Items →
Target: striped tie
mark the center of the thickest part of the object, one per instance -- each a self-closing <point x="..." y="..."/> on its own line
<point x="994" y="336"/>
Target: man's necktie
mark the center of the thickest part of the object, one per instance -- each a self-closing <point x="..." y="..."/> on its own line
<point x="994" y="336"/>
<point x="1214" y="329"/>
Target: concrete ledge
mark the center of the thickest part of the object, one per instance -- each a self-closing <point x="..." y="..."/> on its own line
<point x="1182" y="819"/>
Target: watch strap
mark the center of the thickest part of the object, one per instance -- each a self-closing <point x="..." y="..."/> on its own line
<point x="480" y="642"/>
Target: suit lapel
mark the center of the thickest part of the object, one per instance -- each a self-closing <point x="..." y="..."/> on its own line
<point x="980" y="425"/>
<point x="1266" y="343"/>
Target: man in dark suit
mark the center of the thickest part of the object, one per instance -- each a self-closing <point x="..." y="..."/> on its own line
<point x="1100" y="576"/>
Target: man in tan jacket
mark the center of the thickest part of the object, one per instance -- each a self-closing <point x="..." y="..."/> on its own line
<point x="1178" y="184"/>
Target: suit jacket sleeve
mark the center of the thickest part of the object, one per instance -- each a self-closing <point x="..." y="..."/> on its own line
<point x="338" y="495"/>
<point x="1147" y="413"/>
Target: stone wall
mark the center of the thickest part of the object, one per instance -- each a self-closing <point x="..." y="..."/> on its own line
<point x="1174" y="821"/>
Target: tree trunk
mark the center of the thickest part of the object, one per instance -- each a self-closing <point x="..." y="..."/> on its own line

Task prompt →
Could you reproduce every one of the lines above word for word, leaving nothing out and changing nothing?

Response to the task →
Target: striped tie
mark the center of the thickest part of the object, one per instance -- each a self-closing <point x="..." y="..."/> on its own line
<point x="994" y="336"/>
Target: man's necktie
mark the center of the thickest part of the object, one per instance -- each a self-closing <point x="..." y="..."/> on its own line
<point x="994" y="336"/>
<point x="1214" y="329"/>
Target: concrete ledge
mark the center of the thickest part of the object, one per instance -- each a self-closing <point x="..." y="..."/> on its own line
<point x="1182" y="819"/>
Target: watch strap
mark the center of the thickest part of the object, one per instance -- each a self-closing <point x="..." y="..."/> on its own line
<point x="480" y="642"/>
Target: suit lapel
mark the center of the thickest part of the object, one per instance -- each a self-closing <point x="..." y="..."/> on its own line
<point x="980" y="425"/>
<point x="1266" y="343"/>
Target: man in dark suit
mark the center of the thickest part of the object, one per instance -- each a self-closing <point x="..." y="..."/> on its own line
<point x="1100" y="576"/>
Target: man in tan jacket
mark the center of the thickest part of the object, one per instance -- each a self-closing <point x="..." y="..."/> on its own line
<point x="1178" y="184"/>
Target: suit jacket sleeve
mark the center of the thickest part of the object, one per instance -- each a self-closing <point x="..." y="..."/> on its own line
<point x="338" y="495"/>
<point x="1147" y="413"/>
Target: stone wall
mark the center of the thickest part of the object, one per instance -- each a self-closing <point x="..." y="..."/> on its own line
<point x="1174" y="821"/>
Target: tree trunk
mark the center of the thickest part of the object, one per instance -- each a self-closing <point x="..." y="..."/> on its own line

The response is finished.